* _TASK INSTRUCTIONS_
Reproduce the material below as a Markdown table with columns Row and Line, covering only the lines starting at the one containing "Question. Indicate the ruffled" and ending at the one containing "x=557 y=199". Give each line its own numbered row and omit blank lines.

* _DATA ENTRIES_

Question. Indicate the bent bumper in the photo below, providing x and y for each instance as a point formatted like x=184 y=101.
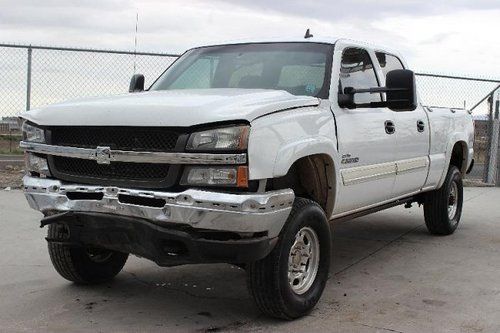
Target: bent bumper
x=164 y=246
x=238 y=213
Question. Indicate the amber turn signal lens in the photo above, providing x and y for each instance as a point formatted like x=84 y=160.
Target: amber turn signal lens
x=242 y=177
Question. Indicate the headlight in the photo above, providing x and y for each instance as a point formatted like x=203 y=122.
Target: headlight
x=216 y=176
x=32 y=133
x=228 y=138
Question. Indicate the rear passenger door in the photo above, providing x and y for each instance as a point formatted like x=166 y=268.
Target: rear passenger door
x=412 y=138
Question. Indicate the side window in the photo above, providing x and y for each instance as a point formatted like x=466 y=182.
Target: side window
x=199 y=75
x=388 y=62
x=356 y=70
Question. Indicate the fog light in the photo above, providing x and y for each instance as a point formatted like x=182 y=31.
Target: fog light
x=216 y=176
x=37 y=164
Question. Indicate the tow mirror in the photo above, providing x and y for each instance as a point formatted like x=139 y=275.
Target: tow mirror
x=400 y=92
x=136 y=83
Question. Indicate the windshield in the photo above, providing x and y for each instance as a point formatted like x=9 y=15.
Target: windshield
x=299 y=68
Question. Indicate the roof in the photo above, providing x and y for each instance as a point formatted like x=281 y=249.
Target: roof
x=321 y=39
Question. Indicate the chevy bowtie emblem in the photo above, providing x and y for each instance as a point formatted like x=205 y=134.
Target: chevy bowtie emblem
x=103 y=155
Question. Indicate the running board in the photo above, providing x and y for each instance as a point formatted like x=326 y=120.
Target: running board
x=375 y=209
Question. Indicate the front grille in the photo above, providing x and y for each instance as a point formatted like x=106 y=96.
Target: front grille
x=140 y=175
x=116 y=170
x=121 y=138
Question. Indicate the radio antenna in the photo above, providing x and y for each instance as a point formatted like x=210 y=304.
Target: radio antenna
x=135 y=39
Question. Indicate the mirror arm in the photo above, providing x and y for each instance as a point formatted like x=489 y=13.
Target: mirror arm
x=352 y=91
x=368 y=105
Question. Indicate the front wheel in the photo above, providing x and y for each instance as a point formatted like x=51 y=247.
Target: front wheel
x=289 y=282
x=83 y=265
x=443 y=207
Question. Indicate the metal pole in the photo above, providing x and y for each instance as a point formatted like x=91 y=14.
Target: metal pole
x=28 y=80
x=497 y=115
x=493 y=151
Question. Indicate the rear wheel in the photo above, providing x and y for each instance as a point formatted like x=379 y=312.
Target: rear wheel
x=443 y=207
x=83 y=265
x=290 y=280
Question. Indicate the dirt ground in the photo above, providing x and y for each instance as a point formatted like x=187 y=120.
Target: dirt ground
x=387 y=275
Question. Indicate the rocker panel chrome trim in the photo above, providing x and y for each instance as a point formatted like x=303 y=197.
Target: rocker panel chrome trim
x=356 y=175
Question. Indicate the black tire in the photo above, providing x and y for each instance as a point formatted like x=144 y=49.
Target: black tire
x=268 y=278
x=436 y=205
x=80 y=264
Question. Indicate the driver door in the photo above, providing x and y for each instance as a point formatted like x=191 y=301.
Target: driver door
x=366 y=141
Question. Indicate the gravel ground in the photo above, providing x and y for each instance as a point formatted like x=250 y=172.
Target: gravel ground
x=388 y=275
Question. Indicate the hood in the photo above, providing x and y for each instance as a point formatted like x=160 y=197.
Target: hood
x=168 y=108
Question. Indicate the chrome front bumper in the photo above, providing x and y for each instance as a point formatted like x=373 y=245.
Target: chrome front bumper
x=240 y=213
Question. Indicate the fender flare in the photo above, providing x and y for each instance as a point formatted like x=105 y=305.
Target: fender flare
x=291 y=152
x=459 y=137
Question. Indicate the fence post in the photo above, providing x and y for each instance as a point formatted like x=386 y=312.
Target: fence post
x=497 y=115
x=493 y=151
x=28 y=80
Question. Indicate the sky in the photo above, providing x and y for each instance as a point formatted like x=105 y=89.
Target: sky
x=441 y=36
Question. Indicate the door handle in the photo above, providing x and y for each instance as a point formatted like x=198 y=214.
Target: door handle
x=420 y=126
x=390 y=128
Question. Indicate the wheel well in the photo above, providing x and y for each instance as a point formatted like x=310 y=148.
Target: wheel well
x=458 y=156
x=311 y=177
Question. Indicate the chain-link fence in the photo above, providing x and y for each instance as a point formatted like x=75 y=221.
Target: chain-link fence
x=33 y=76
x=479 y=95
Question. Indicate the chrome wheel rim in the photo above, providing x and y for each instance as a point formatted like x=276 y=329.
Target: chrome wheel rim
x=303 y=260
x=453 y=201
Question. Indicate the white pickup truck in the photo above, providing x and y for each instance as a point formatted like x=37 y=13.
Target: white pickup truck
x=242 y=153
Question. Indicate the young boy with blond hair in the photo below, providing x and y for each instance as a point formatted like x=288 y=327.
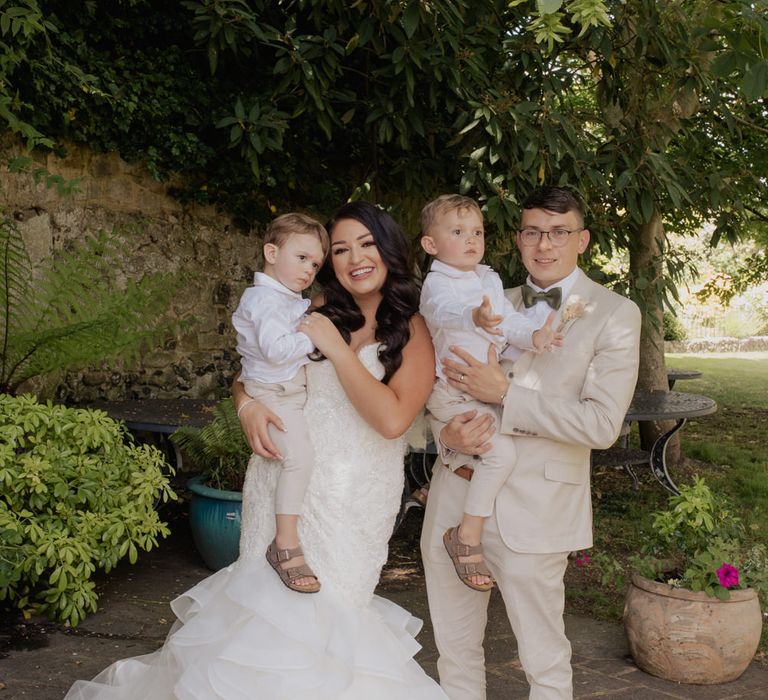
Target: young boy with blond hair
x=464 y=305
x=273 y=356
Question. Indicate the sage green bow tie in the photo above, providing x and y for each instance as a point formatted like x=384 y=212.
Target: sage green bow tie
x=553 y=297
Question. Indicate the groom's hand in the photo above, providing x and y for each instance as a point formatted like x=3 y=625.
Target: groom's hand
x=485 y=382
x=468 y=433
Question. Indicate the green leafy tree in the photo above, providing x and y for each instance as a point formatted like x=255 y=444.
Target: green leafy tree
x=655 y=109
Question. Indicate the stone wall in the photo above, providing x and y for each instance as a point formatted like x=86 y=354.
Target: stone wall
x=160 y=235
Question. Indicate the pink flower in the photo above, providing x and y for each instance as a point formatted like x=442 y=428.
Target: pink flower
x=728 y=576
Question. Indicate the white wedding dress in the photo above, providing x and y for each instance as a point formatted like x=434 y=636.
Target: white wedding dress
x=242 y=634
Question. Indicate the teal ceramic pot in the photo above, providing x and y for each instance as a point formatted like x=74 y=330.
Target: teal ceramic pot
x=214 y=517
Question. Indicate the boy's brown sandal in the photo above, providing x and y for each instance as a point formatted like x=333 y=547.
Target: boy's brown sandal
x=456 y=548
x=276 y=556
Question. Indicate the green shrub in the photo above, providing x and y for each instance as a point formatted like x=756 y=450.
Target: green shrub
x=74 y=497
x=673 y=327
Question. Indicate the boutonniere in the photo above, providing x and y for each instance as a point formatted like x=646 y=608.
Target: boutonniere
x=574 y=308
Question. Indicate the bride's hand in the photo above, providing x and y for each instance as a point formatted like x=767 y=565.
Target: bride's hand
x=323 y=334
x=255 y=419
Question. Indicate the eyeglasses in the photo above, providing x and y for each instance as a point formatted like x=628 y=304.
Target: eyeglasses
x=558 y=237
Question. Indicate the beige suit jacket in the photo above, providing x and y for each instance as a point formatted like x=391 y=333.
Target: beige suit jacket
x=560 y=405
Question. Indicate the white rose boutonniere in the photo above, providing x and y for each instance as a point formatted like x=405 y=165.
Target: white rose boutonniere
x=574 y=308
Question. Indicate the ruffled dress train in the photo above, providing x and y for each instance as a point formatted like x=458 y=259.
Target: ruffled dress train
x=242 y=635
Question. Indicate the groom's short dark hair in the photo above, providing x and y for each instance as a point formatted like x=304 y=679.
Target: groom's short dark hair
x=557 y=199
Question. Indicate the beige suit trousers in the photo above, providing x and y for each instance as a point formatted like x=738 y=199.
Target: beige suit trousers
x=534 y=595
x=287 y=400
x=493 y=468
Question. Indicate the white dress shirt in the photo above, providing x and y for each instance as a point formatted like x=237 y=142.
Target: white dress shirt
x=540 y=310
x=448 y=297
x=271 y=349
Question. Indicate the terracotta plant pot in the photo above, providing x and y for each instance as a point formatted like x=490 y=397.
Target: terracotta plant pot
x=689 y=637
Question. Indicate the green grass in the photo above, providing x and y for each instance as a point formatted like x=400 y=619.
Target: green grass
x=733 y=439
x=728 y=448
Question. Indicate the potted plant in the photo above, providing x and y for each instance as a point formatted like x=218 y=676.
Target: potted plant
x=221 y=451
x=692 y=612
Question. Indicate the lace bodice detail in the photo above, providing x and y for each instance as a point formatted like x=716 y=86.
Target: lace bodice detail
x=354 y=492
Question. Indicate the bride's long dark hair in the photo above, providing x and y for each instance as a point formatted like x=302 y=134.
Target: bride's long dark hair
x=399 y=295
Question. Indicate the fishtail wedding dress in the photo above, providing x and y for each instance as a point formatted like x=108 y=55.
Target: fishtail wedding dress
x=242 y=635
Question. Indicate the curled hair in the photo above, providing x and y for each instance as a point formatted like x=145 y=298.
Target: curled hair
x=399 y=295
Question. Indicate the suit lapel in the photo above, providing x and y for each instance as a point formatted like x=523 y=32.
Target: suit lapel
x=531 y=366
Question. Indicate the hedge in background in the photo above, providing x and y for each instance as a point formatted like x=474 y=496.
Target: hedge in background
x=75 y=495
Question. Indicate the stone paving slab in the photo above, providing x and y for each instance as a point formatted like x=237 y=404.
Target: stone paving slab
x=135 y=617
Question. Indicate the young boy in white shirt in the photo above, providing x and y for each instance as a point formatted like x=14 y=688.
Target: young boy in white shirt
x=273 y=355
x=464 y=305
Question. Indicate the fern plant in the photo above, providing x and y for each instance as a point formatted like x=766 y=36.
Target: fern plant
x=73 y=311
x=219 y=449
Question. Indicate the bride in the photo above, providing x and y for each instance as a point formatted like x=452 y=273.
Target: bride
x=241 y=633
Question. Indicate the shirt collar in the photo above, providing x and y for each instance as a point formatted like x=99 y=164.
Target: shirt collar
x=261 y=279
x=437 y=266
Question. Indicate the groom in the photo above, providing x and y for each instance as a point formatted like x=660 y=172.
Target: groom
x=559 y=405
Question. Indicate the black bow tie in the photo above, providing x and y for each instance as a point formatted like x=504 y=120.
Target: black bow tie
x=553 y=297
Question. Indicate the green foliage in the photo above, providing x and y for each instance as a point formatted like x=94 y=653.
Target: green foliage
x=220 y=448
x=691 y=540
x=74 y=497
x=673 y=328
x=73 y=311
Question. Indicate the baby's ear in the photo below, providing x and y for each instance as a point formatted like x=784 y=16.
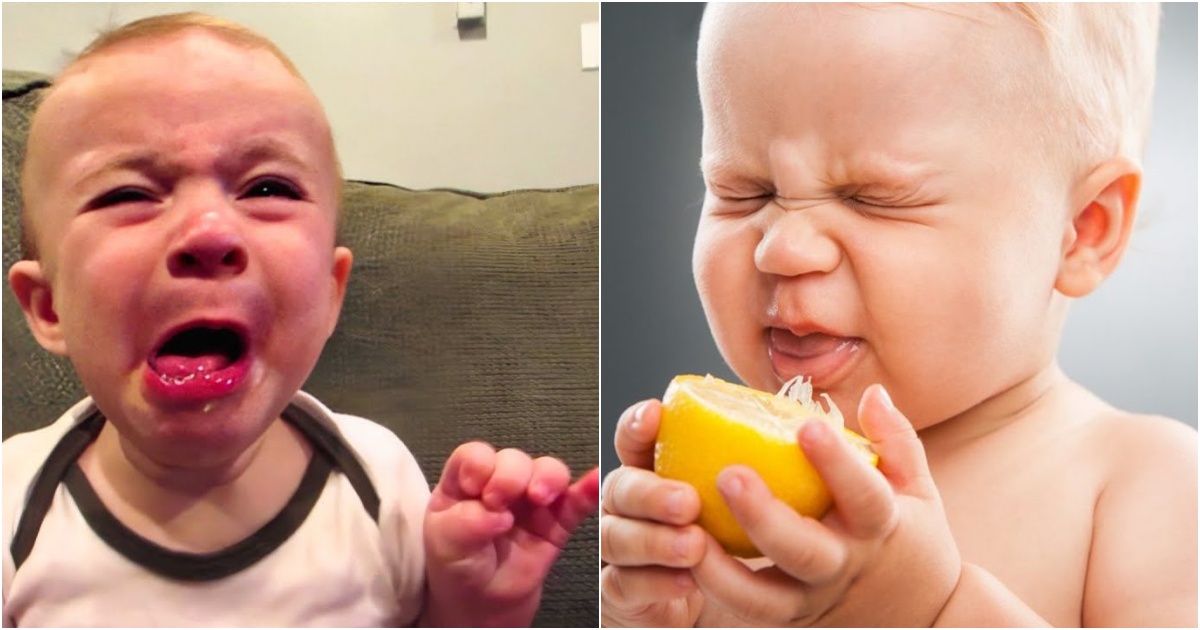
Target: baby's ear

* _ANSWER_
| Row | Line |
|---|---|
| 1 | Question. Indicate the ruffled dress train in the photo above, providing x and y for each instance as a point formatted like x=458 y=259. |
| 2 | Target: ruffled dress train |
| 3 | x=242 y=635 |
| 4 | Question. Indicate the groom's short dark hair in the photo above, providing x and y for each instance as a point formatted like x=304 y=679. |
| 5 | Target: groom's short dark hair |
| 6 | x=557 y=199 |